Exercise brief:
Repeat the lines below exactly, starting at the line that contains "subject: man in dark coat" and ending at the final line, both included.

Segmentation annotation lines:
-----

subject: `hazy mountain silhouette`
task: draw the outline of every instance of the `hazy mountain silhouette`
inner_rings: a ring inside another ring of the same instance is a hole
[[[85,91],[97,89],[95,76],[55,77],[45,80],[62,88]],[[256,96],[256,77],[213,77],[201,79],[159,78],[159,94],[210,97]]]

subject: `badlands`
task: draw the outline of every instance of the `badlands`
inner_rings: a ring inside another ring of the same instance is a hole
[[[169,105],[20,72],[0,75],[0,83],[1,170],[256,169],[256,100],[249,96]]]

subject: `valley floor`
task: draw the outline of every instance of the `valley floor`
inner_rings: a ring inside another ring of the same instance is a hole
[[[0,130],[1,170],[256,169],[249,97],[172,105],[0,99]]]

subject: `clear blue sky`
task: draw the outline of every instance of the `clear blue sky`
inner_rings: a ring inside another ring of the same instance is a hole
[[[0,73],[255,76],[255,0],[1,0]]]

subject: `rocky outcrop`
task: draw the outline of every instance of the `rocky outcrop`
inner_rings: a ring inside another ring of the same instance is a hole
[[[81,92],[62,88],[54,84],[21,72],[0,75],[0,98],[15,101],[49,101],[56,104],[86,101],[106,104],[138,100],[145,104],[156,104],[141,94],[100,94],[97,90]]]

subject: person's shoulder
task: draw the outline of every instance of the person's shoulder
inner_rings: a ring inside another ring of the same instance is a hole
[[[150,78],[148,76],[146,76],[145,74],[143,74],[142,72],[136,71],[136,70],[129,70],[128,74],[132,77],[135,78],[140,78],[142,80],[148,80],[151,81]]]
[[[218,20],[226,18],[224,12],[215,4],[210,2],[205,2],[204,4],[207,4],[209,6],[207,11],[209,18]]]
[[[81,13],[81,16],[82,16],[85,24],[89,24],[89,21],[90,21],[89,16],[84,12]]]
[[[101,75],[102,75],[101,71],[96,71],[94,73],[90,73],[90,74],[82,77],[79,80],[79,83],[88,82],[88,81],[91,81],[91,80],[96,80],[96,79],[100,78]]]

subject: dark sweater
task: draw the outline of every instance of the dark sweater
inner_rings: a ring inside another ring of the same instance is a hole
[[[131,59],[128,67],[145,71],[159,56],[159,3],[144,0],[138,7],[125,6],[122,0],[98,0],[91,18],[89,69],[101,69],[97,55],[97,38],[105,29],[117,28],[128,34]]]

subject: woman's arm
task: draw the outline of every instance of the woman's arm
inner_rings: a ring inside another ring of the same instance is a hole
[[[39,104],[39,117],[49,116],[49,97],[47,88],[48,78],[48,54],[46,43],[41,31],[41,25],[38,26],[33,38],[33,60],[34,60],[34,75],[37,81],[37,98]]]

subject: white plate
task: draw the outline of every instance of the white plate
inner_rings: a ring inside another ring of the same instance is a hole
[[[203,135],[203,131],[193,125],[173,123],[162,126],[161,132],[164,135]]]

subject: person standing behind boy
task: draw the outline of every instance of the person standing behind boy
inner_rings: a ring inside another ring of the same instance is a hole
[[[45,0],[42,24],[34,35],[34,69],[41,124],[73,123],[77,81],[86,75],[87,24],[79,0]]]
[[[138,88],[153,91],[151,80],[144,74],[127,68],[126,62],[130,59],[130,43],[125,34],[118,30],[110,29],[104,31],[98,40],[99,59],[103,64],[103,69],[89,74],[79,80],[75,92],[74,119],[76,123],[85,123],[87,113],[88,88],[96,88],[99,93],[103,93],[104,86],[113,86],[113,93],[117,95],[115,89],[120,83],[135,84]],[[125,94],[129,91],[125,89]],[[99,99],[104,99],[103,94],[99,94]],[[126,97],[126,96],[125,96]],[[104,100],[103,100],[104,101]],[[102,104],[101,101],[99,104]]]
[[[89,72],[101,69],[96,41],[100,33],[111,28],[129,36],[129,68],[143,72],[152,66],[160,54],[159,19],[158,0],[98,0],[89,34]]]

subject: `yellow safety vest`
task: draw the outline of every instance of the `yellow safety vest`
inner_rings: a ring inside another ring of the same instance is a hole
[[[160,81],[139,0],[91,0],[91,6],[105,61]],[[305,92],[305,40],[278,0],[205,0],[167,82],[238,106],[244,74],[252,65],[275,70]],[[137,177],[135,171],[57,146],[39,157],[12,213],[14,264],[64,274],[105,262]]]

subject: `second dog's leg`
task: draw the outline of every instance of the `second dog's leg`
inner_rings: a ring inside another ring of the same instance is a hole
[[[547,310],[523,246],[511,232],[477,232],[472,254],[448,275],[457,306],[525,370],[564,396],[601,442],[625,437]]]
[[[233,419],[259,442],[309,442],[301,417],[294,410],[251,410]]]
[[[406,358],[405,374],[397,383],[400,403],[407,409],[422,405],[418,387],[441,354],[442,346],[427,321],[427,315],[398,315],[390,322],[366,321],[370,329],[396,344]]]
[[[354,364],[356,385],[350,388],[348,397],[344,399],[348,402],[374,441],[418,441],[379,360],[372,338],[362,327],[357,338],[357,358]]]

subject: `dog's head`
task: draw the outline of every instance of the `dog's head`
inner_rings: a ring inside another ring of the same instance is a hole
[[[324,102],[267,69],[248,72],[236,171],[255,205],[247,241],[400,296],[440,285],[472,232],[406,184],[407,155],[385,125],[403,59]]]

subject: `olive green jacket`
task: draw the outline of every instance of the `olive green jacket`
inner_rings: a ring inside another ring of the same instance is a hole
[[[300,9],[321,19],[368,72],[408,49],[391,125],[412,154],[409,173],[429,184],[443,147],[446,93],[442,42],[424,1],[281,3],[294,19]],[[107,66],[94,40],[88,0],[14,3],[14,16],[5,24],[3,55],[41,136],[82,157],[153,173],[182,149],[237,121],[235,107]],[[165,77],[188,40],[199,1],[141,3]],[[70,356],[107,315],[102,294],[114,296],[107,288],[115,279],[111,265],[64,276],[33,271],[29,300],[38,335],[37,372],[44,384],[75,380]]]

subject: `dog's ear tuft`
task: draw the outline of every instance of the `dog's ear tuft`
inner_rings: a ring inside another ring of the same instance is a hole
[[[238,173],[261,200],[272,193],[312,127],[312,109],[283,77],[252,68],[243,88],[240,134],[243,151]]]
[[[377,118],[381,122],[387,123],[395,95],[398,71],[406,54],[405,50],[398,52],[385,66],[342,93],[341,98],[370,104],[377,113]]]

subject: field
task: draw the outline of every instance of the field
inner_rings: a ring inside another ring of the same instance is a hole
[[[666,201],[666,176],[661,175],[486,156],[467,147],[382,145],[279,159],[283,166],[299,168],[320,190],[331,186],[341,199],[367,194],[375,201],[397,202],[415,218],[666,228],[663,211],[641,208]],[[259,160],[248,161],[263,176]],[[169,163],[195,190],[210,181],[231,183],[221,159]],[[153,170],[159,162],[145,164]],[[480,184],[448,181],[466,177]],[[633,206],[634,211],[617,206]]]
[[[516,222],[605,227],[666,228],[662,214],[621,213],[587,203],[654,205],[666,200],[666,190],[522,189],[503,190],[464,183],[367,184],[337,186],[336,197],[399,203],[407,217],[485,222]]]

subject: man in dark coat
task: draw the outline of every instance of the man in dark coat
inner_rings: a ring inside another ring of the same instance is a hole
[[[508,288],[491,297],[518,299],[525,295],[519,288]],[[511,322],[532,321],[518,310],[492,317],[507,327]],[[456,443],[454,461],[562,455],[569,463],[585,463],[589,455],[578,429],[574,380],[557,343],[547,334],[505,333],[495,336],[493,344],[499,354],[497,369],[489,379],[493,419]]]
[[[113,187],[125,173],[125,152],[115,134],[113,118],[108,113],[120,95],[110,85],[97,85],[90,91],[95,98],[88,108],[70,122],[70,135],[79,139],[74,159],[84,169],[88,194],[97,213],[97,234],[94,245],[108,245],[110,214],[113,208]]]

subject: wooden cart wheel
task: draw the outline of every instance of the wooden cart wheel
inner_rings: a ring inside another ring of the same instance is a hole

-----

Answer to this problem:
subject: man in dark coat
task: draw the outline of every instance of the man in dark coat
inner_rings: a ring inside another ring of the same instance is a hole
[[[508,288],[491,297],[518,299],[525,295],[519,288]],[[511,322],[532,321],[518,310],[492,317],[507,327]],[[456,443],[454,461],[562,455],[569,463],[585,463],[589,455],[578,429],[574,380],[557,343],[547,334],[505,333],[495,336],[493,344],[499,354],[497,369],[489,379],[493,419]]]
[[[113,187],[125,173],[125,152],[115,134],[113,118],[108,113],[120,95],[110,85],[97,85],[90,91],[95,98],[88,108],[70,122],[70,135],[79,139],[74,159],[84,169],[88,194],[97,213],[97,234],[94,245],[108,245],[110,214],[113,208]]]

subject: wooden cart wheel
task: draw the outline of every instance of the wooden cart wheel
inner_rings: a ring inside another ring of the same instance is a hole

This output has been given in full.